_INSTRUCTIONS_
(a) In the EgoVLA review below, what number of "robots" does it say already perform manipulation tasks every day, and who are they?
(b) Using the EgoVLA review below, decide whether each statement agrees with it. Answer yes or no for each and quote the words that settle it. (i) Human egocentric videos capture fine-grained hand movements. (ii) The authors found the gap between human and robot action spaces to be larger than expected. (iii) Teleoperation makes complex tasks easy to capture.
(c) In one to three sentences, explain why the EgoVLA review below says the usual method of collecting data by directly operating robots has a fundamental limitation.

_TEXT EXCERPT_

▬▬▬▬▬▬

[Paper review] EgoVLA
업데이트:
How can we teach robots complex manipulation skills? Until now, the dominant approach has been to directly operate robots and collect data. However, this method is expensive, and more importantly, it has a fundamental limitation: you need to have a robot to collect data in the first place.
But if you think about it, there are already 8 billion “robots” in the world performing all kinds of manipulation tasks every day, in diverse environments. They are humans. EgoVLA starts from this idea. If we can learn robot policies from human egocentric videos, wouldn’t we be able to secure not only large-scale data, but also diversity in tasks and environments?
Core Idea
Why Human Videos?
The problems with robot data collection are clear:
- Requires robots and expert operators
- Time-consuming and costly
- Impossible to collect data in environments robots cannot access
- Complex tasks are hard to capture even with teleoperation
In contrast, human egocentric videos:
- Already exist at large scale
- Cover diverse environments and tasks
- Capture fine-grained hand movements
Key Insight
The authors’ key observation is the following: the gap between human and robot action spaces is smaller than expected and can be approximated with a few geometric transformations.

▬▬▬▬▬▬

_INFORMATION PROVIDED_
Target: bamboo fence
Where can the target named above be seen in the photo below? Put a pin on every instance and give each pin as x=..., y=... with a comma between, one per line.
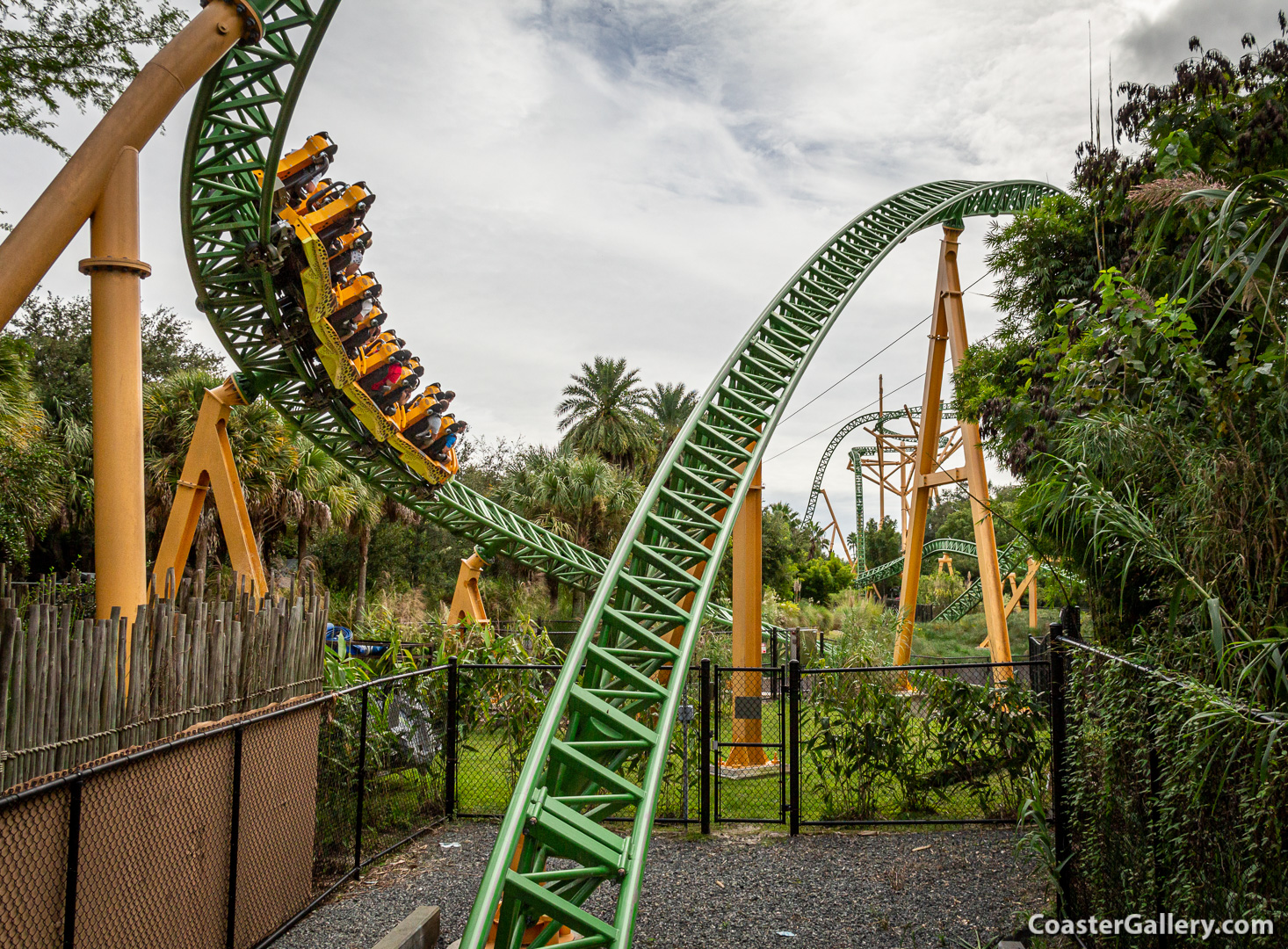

▬▬▬▬▬▬

_SOLUTIONS TO EACH TASK_
(a) 8 billion, and they are humans.

(b)
(i) Yes: "Capture fine-grained hand movements"
(ii) No: "the gap between human and robot action spaces is smaller than expected"
(iii) No: "Complex tasks are hard to capture even with teleoperation"

(c) Under that method, you need to have a robot before you can collect any data at all. The method is also expensive.